• [Work to complete]:
Reproduce word for word every line below, from the line containing "Reviewer note: confirm that each instance of the chair" through the line containing "[(475, 214), (328, 23), (338, 109)]", including both of those lines.

• [Data]:
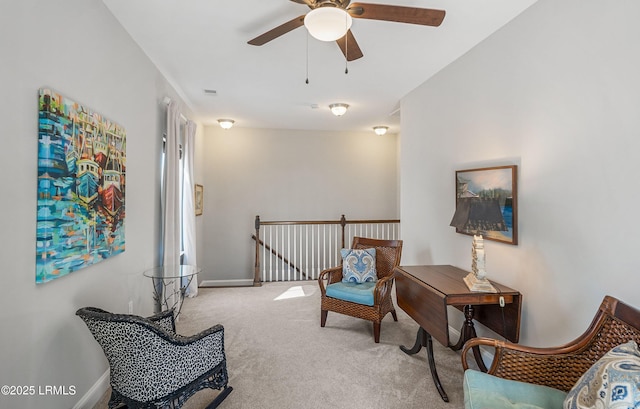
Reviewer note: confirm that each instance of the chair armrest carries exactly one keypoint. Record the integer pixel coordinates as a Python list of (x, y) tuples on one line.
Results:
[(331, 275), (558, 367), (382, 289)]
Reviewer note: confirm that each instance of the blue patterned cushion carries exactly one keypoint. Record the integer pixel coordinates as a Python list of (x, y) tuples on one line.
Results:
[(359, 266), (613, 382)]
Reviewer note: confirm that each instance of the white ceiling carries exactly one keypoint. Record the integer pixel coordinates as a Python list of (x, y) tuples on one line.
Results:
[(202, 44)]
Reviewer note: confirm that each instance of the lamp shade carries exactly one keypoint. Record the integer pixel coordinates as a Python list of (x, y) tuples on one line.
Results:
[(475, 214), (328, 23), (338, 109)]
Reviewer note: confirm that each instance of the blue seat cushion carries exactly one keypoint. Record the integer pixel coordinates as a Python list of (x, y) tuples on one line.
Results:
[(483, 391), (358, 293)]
---
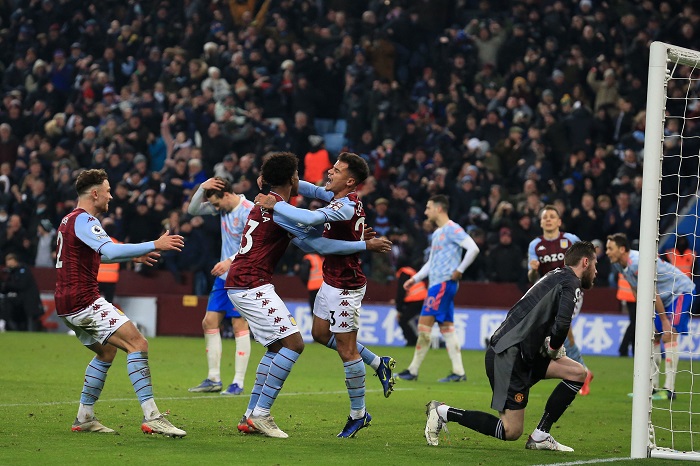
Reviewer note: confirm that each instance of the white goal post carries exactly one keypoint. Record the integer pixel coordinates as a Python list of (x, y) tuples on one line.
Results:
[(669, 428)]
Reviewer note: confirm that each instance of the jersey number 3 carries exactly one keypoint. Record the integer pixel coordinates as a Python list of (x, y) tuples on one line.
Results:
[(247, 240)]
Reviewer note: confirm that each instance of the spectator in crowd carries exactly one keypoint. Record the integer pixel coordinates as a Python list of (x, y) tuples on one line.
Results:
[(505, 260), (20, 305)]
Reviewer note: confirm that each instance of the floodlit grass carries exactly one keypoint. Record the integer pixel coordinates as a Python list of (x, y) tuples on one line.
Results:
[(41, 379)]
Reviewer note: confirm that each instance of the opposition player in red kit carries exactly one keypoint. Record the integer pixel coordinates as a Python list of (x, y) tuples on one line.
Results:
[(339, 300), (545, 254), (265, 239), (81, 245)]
...
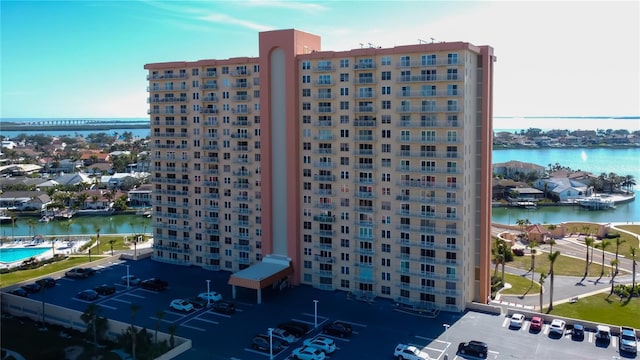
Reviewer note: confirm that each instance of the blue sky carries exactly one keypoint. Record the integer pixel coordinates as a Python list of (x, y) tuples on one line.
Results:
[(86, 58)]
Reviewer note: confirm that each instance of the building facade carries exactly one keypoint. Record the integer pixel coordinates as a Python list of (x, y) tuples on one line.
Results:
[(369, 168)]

• [Task response]:
Reviewer note: confirm that each instance of the chair armrest carries exactly one keypoint. Record the integer pixel coordinates as a Python list of (x, y) tuples on one line.
Results:
[(331, 275), (558, 367), (382, 289)]
Reviewer note: confirm that each instance of the blue patterned cushion carries exactly one keypoint. Record the integer pixel coordinates as a Python list of (x, y) tuples on one line.
Results:
[(359, 266), (613, 382)]
Reviewer note: confirm that each instance of the white ceiling carries exactly one keypoint. Record the integer pixel coordinates as a Python list of (x, y) tuples on one line.
Results:
[(202, 44)]
Reviewer note: confirm that each instance of the lamp shade carries exactly one keypoint. Record the integer pixel coordinates as a Python list of (x, y) tuples on one line.
Results:
[(475, 214), (328, 23), (338, 109)]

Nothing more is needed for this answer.